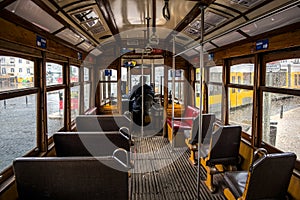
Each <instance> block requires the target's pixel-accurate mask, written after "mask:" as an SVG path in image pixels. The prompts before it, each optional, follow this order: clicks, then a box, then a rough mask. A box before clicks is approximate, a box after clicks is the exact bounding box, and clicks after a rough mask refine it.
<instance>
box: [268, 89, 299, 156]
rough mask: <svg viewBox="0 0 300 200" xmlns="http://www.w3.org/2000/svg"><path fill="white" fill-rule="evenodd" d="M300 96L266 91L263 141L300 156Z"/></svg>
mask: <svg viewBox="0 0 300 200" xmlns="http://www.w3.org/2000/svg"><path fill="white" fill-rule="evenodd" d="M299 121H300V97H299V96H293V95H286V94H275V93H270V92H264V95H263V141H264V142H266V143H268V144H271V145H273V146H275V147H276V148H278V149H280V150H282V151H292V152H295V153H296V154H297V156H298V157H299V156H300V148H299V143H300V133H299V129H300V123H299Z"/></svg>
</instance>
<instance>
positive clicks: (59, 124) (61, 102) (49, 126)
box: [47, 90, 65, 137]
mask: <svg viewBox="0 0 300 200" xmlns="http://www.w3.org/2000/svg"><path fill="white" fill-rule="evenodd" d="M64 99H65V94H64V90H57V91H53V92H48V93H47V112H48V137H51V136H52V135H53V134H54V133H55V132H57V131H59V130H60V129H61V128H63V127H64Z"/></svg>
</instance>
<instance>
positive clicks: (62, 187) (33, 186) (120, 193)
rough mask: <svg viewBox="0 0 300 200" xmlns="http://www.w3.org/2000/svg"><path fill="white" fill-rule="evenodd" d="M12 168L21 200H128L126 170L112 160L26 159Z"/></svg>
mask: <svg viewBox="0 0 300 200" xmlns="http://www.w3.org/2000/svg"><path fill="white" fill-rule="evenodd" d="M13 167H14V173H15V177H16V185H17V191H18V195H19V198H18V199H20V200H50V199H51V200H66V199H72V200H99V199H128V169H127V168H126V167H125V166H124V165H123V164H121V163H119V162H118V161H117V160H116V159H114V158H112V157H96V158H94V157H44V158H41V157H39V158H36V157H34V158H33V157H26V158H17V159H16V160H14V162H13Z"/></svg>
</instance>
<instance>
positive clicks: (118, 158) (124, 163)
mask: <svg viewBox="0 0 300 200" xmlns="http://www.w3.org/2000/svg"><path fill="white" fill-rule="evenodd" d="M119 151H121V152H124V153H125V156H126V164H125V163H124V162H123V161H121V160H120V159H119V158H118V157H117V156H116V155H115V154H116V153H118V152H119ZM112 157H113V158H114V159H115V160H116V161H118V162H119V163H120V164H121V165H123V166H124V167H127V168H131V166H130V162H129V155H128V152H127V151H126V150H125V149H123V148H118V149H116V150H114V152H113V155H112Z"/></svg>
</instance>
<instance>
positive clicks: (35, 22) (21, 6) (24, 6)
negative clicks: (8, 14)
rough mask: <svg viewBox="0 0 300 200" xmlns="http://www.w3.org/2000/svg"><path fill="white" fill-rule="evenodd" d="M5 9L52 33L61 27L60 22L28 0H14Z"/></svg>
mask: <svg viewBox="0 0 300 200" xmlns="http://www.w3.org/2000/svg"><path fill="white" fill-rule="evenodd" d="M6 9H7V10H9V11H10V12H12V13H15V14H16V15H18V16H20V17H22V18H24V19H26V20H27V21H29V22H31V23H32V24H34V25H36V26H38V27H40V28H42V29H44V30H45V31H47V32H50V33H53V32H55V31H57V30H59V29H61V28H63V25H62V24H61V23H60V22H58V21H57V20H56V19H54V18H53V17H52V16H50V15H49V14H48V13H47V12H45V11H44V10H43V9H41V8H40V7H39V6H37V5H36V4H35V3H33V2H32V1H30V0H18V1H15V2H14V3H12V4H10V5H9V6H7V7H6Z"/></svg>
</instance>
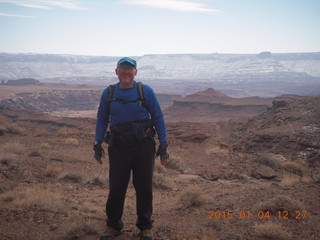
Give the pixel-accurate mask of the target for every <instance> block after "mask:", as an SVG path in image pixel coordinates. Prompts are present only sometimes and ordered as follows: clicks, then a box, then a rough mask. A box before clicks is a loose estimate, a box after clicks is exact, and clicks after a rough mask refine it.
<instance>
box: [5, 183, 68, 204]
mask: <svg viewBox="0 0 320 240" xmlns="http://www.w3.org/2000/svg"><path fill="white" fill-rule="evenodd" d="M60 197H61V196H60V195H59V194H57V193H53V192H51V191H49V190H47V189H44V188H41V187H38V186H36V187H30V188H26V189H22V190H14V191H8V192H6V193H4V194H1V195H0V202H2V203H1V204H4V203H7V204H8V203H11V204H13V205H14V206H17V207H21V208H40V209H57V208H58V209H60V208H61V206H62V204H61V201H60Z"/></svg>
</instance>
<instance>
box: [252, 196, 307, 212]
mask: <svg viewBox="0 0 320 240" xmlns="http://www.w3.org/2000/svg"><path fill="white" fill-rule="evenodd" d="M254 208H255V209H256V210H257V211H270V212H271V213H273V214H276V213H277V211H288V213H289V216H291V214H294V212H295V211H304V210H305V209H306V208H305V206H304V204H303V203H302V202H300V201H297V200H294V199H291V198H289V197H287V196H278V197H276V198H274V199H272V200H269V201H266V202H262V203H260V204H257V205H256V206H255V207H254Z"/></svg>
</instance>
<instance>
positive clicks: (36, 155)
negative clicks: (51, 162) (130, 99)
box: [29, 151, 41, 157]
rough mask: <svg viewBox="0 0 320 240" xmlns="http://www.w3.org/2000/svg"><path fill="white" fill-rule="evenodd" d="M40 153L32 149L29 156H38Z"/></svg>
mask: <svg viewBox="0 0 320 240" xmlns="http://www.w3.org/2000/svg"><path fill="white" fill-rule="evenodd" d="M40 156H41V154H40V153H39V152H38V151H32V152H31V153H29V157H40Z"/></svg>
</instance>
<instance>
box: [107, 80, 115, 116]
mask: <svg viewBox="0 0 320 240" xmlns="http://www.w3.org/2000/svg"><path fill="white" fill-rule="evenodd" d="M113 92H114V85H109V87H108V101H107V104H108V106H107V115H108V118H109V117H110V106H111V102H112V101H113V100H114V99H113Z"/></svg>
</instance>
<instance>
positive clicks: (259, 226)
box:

----

**WHAT YOU NEED TO DO**
Work out how many lines in the data above hold the word "negative". Reply with nothing but the count.

**TASK SOLUTION**
2